- **Task description**: Copy out the lines below that hold the word "sidewalk".

- **Data extract**:
<<<<

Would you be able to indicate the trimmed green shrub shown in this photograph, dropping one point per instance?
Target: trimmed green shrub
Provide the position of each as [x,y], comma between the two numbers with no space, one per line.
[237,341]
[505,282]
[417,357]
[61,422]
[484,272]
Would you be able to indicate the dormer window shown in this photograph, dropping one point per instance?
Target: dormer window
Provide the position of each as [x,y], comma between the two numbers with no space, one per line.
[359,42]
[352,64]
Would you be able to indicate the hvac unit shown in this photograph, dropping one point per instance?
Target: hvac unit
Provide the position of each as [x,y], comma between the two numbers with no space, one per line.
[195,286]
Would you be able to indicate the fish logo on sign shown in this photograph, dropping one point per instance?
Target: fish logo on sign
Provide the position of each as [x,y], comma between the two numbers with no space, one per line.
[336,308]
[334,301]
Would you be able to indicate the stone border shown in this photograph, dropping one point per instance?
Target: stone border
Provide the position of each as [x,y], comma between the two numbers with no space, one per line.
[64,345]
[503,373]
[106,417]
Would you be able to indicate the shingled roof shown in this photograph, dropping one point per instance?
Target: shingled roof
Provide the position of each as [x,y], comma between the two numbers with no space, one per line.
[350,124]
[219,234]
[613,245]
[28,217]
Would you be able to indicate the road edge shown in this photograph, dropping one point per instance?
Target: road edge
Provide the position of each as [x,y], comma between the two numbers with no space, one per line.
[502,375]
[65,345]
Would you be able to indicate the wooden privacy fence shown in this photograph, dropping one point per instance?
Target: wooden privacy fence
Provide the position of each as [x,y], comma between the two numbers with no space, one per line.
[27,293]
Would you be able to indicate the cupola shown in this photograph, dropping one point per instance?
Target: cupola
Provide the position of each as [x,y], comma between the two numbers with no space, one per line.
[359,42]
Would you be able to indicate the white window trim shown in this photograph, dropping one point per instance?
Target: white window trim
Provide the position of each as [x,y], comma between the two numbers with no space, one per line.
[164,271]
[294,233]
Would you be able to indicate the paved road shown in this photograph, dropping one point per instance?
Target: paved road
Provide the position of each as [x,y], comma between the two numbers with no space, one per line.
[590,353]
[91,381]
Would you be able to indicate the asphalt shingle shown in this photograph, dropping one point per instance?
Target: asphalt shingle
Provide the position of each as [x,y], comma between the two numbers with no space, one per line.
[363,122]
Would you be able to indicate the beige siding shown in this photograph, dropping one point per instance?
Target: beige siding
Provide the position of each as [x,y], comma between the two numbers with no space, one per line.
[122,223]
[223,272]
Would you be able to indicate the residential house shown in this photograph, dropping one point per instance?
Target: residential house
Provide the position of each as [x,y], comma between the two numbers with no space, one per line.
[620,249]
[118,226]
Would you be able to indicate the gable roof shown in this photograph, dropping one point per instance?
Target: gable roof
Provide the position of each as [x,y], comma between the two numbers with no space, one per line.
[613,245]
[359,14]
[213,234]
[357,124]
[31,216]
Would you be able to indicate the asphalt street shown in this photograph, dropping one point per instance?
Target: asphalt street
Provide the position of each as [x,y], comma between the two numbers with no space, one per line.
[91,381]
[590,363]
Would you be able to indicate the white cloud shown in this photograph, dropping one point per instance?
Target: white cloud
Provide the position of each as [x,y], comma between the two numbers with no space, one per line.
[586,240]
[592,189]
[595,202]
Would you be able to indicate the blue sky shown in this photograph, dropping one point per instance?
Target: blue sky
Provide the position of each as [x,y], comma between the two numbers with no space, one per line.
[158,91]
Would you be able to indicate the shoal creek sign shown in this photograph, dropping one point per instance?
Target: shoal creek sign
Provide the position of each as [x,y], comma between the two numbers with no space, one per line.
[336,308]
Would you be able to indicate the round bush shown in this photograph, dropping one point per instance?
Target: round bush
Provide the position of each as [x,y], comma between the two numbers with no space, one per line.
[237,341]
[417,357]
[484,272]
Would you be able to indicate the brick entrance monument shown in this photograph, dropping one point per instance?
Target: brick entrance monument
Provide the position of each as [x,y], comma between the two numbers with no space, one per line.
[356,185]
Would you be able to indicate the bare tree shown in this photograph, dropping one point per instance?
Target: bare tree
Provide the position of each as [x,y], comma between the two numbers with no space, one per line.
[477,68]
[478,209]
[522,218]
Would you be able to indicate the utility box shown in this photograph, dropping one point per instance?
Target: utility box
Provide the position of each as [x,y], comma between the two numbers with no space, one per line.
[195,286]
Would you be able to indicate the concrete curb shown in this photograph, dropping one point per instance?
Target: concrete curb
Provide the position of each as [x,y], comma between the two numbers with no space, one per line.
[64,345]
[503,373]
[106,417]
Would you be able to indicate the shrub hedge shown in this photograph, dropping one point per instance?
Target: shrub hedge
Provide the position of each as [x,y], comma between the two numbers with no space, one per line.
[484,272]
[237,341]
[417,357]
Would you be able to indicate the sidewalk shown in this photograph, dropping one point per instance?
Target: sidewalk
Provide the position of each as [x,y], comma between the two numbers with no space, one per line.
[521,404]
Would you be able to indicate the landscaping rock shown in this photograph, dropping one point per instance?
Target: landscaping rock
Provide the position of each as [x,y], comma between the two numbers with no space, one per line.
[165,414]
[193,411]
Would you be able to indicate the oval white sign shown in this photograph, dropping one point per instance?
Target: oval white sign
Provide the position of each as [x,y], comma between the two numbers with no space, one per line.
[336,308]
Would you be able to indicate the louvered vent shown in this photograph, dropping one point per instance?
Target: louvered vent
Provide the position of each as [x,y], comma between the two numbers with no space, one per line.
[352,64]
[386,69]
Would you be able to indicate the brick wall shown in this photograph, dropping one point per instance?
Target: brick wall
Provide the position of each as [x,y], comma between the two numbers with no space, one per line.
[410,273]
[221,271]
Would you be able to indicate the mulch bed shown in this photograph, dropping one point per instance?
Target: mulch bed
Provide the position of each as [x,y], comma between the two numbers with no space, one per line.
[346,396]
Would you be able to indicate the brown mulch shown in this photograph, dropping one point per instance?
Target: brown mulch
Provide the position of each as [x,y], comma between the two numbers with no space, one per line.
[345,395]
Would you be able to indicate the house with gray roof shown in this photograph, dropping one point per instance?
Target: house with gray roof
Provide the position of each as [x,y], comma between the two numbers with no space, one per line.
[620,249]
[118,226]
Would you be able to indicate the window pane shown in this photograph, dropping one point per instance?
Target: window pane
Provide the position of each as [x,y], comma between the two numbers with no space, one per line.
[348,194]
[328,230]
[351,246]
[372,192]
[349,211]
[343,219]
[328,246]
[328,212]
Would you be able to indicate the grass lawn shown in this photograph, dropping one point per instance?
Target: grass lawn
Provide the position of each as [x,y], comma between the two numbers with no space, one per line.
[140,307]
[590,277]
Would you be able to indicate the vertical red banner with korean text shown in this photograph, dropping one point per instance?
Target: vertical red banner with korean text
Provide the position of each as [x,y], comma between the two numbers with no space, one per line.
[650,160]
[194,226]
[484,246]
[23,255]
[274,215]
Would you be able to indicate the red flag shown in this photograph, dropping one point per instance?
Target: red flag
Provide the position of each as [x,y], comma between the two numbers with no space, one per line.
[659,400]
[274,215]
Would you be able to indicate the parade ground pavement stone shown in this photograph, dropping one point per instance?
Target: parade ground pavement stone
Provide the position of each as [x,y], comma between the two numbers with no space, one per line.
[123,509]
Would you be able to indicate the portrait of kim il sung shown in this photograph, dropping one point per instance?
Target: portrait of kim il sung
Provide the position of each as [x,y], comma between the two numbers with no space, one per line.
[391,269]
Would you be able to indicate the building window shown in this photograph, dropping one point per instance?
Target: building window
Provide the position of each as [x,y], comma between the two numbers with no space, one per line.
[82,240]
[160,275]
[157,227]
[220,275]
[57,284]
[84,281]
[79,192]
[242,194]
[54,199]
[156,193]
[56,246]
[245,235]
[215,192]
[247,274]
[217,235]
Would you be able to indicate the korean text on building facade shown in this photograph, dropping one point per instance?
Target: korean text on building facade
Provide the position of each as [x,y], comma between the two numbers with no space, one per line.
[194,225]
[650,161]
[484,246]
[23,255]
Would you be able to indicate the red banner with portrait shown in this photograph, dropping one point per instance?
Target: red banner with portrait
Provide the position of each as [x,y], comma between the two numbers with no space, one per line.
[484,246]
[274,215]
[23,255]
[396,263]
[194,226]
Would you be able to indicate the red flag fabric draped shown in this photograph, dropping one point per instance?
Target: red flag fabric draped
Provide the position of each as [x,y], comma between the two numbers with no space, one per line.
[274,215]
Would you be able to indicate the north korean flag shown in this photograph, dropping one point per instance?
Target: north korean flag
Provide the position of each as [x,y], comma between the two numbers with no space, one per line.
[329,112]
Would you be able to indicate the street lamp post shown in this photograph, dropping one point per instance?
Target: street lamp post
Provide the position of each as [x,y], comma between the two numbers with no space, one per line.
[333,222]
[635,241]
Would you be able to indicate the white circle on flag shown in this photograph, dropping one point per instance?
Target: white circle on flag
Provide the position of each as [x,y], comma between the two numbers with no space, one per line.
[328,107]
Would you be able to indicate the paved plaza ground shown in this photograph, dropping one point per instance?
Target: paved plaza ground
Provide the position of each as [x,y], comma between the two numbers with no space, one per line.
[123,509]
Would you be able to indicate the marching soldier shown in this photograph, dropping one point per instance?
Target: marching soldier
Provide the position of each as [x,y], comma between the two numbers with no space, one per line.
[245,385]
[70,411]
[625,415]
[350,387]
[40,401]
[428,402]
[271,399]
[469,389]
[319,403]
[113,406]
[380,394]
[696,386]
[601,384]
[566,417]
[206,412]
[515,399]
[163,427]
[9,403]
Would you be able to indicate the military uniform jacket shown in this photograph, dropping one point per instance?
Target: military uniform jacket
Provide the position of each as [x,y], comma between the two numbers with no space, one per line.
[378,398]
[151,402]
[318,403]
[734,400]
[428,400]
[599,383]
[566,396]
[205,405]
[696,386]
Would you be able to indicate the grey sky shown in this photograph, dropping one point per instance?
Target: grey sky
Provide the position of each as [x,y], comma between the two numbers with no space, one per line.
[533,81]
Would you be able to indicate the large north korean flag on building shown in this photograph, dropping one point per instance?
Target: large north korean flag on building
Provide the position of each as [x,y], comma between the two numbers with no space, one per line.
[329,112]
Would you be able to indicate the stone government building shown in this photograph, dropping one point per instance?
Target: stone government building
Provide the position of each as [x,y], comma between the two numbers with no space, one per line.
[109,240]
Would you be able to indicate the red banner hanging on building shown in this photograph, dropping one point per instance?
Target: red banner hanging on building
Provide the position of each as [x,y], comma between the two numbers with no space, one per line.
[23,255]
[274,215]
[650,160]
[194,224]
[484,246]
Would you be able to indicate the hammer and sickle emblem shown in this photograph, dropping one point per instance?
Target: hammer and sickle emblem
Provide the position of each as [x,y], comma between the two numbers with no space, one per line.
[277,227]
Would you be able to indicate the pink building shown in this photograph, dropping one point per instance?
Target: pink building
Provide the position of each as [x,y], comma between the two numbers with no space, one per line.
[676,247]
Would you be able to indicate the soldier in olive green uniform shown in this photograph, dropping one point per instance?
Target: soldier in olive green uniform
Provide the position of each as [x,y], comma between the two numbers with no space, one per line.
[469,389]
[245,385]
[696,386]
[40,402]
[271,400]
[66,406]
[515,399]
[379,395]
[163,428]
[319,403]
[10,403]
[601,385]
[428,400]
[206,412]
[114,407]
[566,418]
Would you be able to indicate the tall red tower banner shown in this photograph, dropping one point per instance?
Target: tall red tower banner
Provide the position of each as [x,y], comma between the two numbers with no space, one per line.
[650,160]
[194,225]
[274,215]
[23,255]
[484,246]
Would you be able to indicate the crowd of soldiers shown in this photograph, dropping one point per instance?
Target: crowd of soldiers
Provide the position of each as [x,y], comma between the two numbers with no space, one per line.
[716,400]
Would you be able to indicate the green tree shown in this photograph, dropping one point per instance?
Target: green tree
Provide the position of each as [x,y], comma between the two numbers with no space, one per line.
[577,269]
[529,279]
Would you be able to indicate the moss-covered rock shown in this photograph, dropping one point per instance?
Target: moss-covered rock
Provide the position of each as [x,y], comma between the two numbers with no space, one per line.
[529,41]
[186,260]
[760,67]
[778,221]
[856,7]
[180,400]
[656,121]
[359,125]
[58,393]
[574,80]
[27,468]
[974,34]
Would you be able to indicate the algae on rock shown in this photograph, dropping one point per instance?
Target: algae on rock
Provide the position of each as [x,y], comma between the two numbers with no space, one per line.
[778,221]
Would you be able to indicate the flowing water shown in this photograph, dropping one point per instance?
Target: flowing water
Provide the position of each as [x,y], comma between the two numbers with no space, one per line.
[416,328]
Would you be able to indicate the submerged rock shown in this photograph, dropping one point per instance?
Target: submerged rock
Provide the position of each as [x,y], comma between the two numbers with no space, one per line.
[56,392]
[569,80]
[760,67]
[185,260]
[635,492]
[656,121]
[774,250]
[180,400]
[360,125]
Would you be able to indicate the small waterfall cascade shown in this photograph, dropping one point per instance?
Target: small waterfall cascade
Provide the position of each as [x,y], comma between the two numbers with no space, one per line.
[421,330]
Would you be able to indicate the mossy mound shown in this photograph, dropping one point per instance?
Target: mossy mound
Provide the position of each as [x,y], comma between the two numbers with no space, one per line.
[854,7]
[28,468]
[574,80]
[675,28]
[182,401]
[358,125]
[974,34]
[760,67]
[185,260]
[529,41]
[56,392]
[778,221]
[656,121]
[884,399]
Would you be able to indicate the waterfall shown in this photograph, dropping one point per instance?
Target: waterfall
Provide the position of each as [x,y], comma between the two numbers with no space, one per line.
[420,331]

>>>>

- **Solution for this exercise**:
Would you be able to indicate the sidewalk shown in this photograph, dropping one point per instance?
Target: sidewalk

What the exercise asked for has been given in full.